* [The input]:
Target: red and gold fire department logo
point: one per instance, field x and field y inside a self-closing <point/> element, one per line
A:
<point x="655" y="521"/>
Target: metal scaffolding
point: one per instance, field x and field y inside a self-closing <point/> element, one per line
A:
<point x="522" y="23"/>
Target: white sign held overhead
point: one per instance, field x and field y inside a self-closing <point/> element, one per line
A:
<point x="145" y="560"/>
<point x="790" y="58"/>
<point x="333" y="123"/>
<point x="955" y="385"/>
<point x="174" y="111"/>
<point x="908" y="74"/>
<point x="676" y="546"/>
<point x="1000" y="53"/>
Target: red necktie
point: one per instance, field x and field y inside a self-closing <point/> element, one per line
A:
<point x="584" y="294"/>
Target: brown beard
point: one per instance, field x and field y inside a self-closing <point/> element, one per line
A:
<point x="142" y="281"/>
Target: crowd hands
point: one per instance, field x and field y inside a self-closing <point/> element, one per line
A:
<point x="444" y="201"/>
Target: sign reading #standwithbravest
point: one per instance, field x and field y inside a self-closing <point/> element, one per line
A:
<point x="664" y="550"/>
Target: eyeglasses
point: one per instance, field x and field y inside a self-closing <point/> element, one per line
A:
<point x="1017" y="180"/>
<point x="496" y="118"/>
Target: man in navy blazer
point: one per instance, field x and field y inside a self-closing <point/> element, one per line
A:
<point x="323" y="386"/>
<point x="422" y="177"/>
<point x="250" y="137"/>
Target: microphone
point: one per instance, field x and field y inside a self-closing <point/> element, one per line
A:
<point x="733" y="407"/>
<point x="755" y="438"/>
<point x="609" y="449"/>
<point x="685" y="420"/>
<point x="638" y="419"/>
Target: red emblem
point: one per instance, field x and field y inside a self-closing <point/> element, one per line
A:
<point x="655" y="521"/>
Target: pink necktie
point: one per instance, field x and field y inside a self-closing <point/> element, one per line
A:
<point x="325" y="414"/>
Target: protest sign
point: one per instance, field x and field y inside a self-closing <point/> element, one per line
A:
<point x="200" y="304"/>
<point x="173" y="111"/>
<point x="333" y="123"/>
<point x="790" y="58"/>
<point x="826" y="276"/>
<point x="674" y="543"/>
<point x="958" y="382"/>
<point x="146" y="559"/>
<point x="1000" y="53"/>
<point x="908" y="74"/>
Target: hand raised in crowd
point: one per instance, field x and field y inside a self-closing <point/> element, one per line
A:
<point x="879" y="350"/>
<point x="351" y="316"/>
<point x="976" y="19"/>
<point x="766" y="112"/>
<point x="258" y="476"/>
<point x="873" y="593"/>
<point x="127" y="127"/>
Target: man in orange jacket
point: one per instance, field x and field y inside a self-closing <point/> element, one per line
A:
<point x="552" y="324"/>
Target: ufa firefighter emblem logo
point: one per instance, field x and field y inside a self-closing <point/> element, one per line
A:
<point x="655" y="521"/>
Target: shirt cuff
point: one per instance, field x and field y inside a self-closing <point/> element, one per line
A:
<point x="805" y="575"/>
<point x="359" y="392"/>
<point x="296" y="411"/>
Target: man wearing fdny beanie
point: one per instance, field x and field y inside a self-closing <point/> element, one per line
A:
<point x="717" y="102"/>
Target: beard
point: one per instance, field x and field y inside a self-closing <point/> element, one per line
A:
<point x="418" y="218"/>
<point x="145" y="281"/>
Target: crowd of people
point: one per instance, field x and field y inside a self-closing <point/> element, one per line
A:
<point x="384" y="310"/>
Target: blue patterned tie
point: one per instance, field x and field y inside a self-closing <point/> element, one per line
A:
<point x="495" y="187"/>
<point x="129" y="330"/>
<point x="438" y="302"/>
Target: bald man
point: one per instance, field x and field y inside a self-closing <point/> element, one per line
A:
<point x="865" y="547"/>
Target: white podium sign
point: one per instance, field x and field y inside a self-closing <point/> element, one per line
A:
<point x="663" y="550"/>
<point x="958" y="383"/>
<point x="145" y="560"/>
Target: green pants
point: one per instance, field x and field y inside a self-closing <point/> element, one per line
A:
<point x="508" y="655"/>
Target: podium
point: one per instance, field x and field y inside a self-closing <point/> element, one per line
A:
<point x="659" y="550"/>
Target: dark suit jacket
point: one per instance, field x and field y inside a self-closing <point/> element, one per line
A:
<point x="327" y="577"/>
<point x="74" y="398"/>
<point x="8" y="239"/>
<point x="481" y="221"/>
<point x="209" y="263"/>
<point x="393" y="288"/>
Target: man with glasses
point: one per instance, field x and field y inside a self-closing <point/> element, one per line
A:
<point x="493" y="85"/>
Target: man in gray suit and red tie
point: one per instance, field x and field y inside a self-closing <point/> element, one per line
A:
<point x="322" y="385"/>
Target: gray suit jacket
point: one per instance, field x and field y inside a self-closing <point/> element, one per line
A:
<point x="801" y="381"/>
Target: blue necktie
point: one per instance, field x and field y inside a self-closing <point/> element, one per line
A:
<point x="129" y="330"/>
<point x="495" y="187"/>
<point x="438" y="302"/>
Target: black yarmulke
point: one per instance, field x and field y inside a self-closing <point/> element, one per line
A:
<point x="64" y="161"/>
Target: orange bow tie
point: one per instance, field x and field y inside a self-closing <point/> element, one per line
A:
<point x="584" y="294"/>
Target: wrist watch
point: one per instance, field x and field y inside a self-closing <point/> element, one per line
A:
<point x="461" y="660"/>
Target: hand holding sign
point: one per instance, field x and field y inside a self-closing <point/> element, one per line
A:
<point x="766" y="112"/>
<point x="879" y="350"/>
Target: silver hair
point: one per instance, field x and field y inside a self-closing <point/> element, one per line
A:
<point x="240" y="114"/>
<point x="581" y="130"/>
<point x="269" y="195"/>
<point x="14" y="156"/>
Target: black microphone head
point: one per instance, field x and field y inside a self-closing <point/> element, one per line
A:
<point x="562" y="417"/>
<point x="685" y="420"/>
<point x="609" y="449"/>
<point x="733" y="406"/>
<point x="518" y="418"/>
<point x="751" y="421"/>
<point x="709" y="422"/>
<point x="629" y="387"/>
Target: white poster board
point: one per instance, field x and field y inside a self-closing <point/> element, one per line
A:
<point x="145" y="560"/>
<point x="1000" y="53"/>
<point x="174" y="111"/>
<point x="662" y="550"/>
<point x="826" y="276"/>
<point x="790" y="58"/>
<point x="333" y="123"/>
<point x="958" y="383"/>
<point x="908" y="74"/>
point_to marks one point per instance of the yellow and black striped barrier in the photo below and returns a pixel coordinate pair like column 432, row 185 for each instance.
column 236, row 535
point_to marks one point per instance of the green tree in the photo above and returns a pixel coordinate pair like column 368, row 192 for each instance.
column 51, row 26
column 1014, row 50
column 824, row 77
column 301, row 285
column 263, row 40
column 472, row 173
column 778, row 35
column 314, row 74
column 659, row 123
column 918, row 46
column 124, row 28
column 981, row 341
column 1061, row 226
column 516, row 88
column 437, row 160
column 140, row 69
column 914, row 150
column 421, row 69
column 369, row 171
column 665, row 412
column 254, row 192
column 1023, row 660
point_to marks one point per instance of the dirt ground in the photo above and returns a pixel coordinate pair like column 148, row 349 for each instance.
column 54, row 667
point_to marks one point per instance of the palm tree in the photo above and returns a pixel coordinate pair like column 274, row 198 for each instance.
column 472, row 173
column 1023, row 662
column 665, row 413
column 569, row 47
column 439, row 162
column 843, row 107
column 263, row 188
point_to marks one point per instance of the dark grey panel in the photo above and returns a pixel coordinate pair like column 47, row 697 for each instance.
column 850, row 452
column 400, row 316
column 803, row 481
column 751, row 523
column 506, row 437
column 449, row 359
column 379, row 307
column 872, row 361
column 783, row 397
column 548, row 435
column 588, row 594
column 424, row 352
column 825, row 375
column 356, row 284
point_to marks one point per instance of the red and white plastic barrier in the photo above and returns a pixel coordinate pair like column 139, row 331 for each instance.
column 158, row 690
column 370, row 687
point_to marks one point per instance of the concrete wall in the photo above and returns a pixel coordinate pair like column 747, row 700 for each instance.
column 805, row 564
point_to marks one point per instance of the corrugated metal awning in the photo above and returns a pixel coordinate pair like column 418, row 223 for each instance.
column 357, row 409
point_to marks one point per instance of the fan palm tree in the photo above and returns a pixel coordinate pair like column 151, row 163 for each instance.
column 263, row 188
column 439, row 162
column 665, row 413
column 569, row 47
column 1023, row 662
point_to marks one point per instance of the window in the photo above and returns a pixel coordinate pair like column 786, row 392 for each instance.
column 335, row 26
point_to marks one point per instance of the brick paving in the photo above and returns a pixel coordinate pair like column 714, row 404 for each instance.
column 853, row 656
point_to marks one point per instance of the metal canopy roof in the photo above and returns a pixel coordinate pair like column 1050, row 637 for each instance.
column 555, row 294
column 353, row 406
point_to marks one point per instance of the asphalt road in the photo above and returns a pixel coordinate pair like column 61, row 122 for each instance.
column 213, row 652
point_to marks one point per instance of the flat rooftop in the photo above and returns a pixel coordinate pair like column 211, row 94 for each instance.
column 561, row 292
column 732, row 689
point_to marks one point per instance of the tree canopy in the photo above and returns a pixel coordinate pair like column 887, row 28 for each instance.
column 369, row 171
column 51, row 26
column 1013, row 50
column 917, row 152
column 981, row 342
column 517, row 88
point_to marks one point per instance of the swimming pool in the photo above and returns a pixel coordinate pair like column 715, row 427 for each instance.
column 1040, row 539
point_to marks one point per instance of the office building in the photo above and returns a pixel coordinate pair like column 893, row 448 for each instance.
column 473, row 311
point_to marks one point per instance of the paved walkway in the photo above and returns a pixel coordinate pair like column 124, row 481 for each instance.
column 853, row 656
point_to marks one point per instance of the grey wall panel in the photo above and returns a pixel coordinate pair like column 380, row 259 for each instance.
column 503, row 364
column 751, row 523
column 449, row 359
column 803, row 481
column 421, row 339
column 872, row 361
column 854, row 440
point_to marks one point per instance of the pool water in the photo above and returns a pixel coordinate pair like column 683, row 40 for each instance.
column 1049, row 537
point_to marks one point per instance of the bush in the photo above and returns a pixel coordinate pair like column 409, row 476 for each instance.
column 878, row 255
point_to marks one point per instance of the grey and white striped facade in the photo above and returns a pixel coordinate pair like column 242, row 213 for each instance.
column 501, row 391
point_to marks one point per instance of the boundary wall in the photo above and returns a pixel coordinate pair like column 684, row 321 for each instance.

* [What you will do]:
Return the part of the listing that begins with the line containing "point_to marks one point per instance of the red" and ends with the line containing "column 357, row 409" as a JSON list of strings, one string per line and with blank lines omitted.

* [Complete output]:
[
  "point_to marks one point per instance of the red and white plastic barrier in the photo above and returns a pixel coordinate pair like column 139, row 331 for each instance.",
  "column 158, row 690",
  "column 370, row 687",
  "point_to marks one point per instance of the concrete wall in the photo above and returns a pixel coordinate pair like column 747, row 700 for each instance.",
  "column 805, row 564",
  "point_to marks one point per instance of the corrugated metal awning in the photo above and returns a pixel coordinate pair like column 418, row 223 for each instance.",
  "column 357, row 409"
]